▶ **What you are asked to do**
Which lines in the entries below contain the word "purple"? Gather every such line, treating uppercase and lowercase as different.

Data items
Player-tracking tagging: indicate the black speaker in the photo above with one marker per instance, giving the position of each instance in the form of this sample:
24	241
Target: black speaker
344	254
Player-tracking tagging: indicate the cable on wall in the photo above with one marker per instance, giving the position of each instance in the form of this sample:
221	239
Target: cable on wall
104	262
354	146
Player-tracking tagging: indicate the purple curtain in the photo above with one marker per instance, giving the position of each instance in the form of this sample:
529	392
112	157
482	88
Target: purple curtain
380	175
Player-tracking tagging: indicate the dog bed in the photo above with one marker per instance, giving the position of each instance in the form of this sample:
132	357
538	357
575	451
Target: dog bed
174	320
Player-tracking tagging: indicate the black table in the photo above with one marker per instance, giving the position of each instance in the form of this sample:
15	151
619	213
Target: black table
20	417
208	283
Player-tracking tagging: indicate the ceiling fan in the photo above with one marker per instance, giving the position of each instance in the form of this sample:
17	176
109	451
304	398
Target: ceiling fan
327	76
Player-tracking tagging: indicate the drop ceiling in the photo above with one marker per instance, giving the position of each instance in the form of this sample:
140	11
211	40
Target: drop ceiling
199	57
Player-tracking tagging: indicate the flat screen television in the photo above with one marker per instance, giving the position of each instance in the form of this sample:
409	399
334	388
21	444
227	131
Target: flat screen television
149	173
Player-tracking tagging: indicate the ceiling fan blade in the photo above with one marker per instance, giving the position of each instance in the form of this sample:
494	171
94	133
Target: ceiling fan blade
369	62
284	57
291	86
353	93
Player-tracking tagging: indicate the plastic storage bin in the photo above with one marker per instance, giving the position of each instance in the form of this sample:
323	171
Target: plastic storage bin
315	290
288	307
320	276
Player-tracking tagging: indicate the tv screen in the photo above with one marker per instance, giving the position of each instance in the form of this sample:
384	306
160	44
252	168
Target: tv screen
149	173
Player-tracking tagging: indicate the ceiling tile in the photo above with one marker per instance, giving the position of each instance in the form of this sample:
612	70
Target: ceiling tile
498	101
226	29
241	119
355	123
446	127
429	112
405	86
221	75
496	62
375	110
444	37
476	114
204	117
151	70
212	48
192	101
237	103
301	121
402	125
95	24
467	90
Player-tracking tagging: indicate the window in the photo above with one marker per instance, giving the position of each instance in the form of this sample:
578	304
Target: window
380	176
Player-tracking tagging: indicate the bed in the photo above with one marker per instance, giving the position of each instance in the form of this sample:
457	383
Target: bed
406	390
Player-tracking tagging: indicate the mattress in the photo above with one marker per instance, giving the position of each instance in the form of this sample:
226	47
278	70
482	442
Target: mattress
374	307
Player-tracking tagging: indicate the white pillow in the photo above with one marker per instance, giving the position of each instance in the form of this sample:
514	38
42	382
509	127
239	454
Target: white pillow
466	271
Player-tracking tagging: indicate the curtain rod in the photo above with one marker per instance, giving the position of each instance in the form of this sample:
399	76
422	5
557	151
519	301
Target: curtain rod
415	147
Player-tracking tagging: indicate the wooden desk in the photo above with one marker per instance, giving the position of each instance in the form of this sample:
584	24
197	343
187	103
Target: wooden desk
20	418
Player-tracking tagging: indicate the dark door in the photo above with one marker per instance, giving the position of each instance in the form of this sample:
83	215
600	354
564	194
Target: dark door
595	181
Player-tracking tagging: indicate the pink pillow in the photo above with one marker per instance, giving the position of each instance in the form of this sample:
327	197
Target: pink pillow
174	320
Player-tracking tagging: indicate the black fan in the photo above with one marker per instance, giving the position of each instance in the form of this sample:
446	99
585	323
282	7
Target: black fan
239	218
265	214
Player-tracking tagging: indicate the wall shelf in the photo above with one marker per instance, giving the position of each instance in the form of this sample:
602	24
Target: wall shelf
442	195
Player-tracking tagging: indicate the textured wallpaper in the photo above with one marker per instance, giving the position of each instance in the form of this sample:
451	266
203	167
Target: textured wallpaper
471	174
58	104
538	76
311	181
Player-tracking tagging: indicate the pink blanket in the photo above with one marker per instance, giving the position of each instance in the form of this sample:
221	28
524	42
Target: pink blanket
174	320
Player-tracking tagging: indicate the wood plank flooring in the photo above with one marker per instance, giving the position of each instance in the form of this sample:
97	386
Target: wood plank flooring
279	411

...

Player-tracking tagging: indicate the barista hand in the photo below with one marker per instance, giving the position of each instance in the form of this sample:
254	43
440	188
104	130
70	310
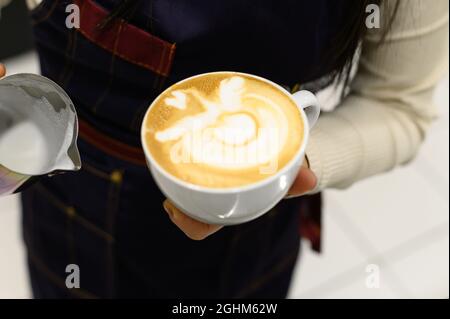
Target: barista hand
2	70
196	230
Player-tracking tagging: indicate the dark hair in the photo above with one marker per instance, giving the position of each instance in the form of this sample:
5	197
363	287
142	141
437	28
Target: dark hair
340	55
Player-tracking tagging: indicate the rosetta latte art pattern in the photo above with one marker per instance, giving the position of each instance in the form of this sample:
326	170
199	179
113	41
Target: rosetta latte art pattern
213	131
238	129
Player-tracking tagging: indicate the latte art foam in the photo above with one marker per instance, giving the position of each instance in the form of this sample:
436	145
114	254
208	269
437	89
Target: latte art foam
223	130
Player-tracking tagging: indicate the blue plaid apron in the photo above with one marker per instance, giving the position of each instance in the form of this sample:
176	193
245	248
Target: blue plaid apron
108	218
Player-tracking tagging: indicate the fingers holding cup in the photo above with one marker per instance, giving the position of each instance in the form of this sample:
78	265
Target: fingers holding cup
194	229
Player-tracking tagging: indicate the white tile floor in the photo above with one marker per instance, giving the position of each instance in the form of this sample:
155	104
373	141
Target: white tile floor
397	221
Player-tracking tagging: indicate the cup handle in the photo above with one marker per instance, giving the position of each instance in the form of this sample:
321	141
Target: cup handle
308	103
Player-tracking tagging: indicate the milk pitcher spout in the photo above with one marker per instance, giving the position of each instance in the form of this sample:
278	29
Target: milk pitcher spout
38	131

---

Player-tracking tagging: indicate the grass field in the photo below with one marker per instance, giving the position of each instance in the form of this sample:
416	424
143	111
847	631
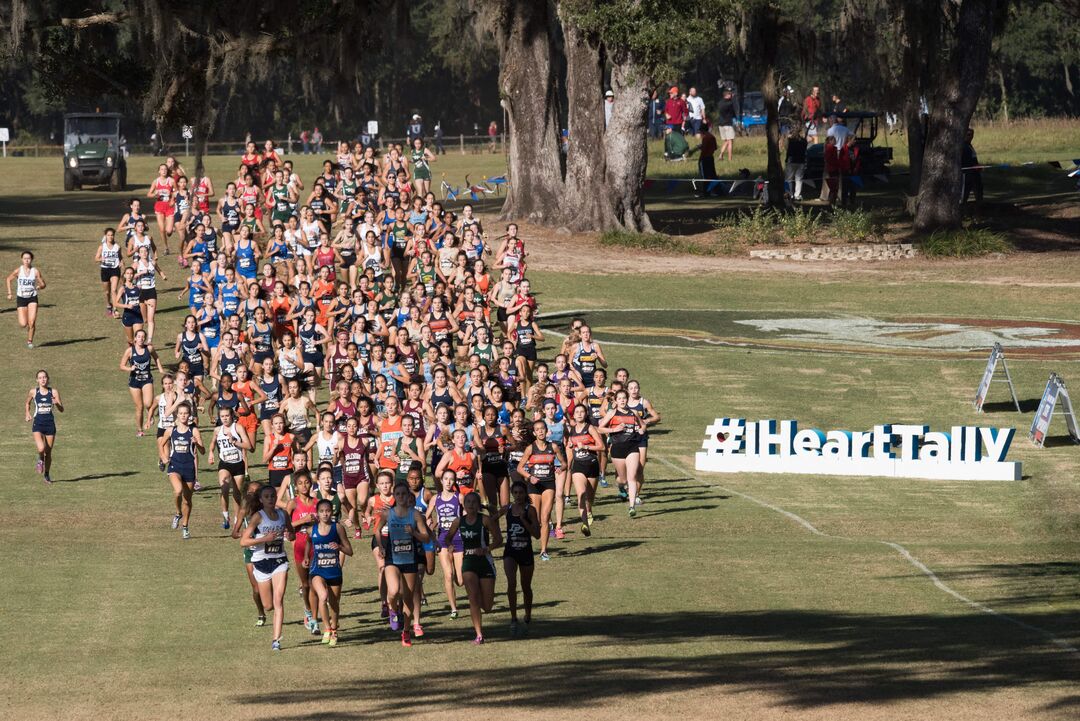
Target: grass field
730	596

▶ **Reply**
Player-tracking tagging: indicate the purple curtain in the photo above with one marker per instance, giving the position of each instance in the form of this sample:
Target: purple curtain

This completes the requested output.